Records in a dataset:
######

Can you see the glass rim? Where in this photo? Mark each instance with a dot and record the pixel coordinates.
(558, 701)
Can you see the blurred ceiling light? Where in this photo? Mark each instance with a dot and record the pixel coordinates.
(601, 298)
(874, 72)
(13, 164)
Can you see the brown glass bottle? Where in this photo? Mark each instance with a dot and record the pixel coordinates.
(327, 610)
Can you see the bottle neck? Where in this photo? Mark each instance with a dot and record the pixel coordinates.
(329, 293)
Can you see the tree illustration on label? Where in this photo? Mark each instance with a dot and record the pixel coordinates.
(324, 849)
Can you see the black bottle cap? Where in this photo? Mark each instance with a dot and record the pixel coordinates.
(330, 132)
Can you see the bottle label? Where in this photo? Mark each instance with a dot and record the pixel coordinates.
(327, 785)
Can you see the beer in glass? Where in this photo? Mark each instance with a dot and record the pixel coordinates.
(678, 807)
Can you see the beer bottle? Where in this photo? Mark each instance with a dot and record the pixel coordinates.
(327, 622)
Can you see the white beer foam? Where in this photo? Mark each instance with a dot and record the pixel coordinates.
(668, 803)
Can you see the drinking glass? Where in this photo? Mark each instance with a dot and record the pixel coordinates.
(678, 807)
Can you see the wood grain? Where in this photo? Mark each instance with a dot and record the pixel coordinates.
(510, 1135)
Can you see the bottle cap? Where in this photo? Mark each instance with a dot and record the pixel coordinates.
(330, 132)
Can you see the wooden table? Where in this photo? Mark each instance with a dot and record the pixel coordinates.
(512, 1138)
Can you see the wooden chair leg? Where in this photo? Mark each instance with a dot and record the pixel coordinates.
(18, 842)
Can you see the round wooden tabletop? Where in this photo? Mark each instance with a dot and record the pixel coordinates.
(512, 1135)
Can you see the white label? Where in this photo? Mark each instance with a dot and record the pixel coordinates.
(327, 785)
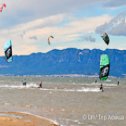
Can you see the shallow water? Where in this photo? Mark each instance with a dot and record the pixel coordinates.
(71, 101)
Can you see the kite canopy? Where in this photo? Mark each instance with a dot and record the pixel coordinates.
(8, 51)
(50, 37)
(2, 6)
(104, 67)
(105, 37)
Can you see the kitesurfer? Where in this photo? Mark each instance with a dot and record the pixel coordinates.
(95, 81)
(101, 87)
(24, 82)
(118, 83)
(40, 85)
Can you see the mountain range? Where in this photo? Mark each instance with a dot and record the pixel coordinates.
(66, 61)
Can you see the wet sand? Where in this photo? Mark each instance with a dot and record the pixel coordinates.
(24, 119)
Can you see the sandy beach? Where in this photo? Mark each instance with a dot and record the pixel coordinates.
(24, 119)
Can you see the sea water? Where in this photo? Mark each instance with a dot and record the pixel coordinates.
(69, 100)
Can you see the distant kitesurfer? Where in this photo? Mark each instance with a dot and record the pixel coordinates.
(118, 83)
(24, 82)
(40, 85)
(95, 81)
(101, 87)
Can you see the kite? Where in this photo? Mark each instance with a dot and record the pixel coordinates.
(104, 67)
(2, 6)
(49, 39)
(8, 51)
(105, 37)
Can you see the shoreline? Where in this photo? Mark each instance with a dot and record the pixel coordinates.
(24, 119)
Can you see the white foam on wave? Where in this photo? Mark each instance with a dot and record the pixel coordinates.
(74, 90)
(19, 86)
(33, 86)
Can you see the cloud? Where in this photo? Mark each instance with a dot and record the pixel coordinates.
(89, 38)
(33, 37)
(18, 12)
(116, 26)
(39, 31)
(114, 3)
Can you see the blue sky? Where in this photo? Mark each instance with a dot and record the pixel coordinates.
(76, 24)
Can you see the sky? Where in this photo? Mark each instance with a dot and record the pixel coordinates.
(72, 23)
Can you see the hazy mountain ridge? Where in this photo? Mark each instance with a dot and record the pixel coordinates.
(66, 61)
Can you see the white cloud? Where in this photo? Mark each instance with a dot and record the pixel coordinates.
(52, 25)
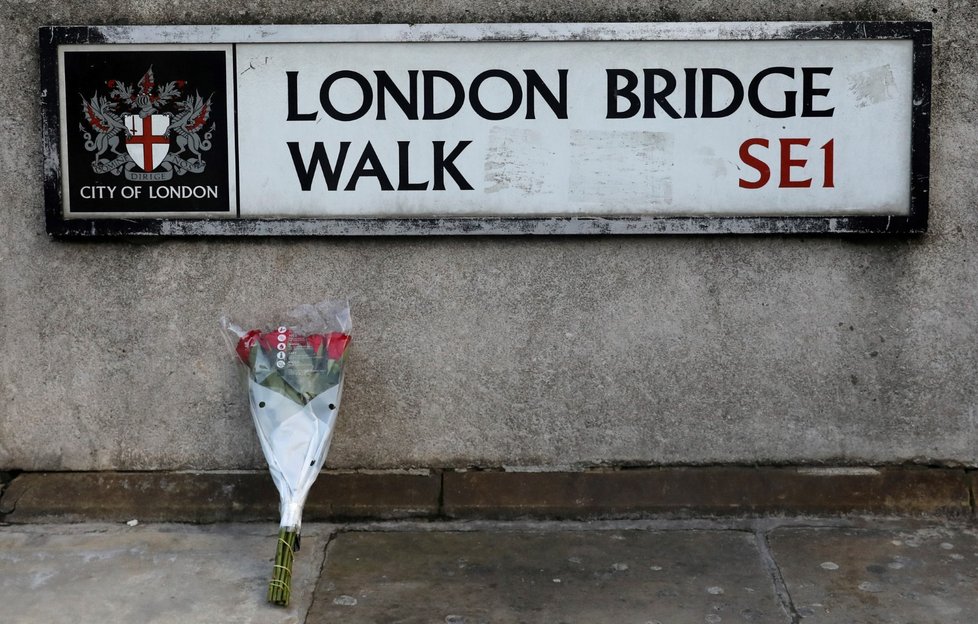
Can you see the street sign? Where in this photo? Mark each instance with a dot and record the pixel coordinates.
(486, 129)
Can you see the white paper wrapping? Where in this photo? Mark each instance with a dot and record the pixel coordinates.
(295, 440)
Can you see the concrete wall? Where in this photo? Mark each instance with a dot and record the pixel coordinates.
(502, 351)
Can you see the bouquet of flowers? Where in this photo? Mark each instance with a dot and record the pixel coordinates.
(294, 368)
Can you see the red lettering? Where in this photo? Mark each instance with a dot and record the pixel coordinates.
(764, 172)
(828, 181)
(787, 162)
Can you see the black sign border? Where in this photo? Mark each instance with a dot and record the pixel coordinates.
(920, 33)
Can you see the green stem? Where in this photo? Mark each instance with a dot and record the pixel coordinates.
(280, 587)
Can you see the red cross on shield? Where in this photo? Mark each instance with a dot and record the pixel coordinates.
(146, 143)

######

AIM: Quote every item above word for word, without the pictures.

FULL SOLUTION:
Can you see the glass rim? Where in this photo? Mark each instance with a dot and record the pixel coordinates.
(558, 701)
Can you see the blurred ceiling light? Where in this photo? Mark each instance with a dot and record the pixel coordinates.
(601, 298)
(874, 72)
(13, 164)
Can you see the brown glass bottle? Where in this photo? Mark each instance with a dot and record the pixel coordinates.
(327, 610)
Can you see the bottle neck? Where in this photo? Mark each instance with a dot and record the pixel coordinates.
(329, 293)
Can you see the tree illustration on label? Where in this photo? Mark each instance with a dot and record the pixel coordinates.
(324, 849)
Can you see the black bottle cap? Where in this photo? Mark each instance with a dot and record the pixel coordinates.
(330, 132)
Can you see the bottle label? Where in this photo? Mark each instance with a dot and record the pixel coordinates.
(327, 785)
Can you see the beer in glass? Where in this photo? Mark each instance with a dot and record the pixel coordinates.
(678, 807)
Can you see the beer bottle? Where in this photo? Mark each instance with a dot and record the pixel coordinates.
(327, 622)
Can you see the white beer foam? Where in this photo? Mark each instance with a dot and record the pixel coordinates.
(668, 803)
Can you see the drinking glass? Where in this photo? Mark each instance with a dot and record the pixel coordinates.
(678, 807)
Can you see the wood grain? Where in this photo? Mark each instance with a dot and record the pixel coordinates.
(510, 1135)
Can you see the bottle cap? Where in this photo? Mark each instance with a dot and record the pixel coordinates.
(330, 132)
Can you see the wooden table? Where in this photo? Mark each instance with a dot and record the pixel coordinates.
(512, 1138)
Can you see the wooden chair leg? Where in this photo? Mark each instance with a dot and record the pixel coordinates.
(18, 842)
Can you see the round wooden tabletop? Where in this photo? Mark each instance with a dot and record the pixel coordinates.
(512, 1135)
Can you see the white label? Where in this photo? Mark each instance with a dot and record the pixel coordinates.
(327, 785)
Can you see the shallow water? Where in this photo? Mark each instance with a dot and record the pixel coordinates.
(71, 101)
Can you see the kite canopy? Where in this photo? Mark each instance with a dot and record the pixel coordinates.
(8, 51)
(50, 37)
(2, 6)
(104, 67)
(105, 37)
Can you see the kitesurfer? Where in this photo? Mark each instance with a dot and record the pixel coordinates.
(95, 81)
(101, 87)
(24, 82)
(118, 83)
(40, 85)
Can you see the mountain range? Where in this photo? Mark each instance with a dot and record the pixel coordinates.
(66, 61)
Can you see the wet sand? Where in this photo? Mark each instance with a dot and record the pixel coordinates.
(24, 119)
Can you see the sandy beach? Where in this photo? Mark each instance with a dot and record the pixel coordinates.
(24, 119)
Can you see the sea water? Where in this photo? Mark each instance with a dot and record the pixel coordinates.
(69, 100)
Can you see the distant kitesurfer? Where in this photo? Mark each instance with a dot and record the pixel coordinates.
(118, 83)
(24, 82)
(40, 85)
(95, 81)
(101, 87)
Can you see the kite? Where in this photo? Mark each instance with a dot and record the pixel coordinates.
(104, 67)
(2, 6)
(49, 39)
(8, 51)
(105, 37)
Can you see the shoreline? Where in this photo? Mark each instance with a dot and record the pixel coordinates.
(24, 119)
Can you see the white foam on wave? Where in this photo? Mark each instance with a dot and record the pixel coordinates.
(74, 90)
(19, 86)
(33, 86)
Can you see the cloud? Where in this photo? Mark each instance with a dot and record the pixel coordinates.
(89, 38)
(33, 37)
(18, 12)
(116, 26)
(39, 31)
(114, 3)
Can you see the blue sky? Where in this photo? Mark each instance with a dot and record the pixel coordinates.
(76, 24)
Can you see the sky? Where in this photo? Mark each instance with a dot and record the pixel coordinates.
(72, 23)
Can you see the hazy mountain ridge? Where in this photo? Mark each instance with a dot and record the pixel coordinates.
(66, 61)
Can you see the white cloud? Where in this photo? Mark each instance with a dot and record the pixel coordinates.
(52, 25)
Can you see the street sign? Where in this photo? Mark each instance with a dot and record the pixel coordinates.
(486, 129)
Can you see the white paper wrapping? Where in this photo? Mark each instance with a dot and record the pixel coordinates.
(295, 440)
Can you see the concrete wall? Where in this photo? Mark each instance with a dot and record the pixel coordinates.
(502, 351)
Can you see the bouquet of flowers? Where in this photo? Mark each instance with a dot and record the pixel coordinates.
(294, 368)
Can you see the red lettering? Where in this photo? Mark each instance with a dot and record the pixel coordinates.
(764, 172)
(828, 181)
(787, 162)
Can you see the black sign border? Where in this photo? Mark each instance with a dot and record the pixel coordinates.
(920, 33)
Can you see the green stem? Where in this photo? Mark each instance with a dot and record the pixel coordinates.
(280, 587)
Can you see the red cross on shield? Where in this photo? Mark each instance with a dot and record the pixel coordinates.
(146, 143)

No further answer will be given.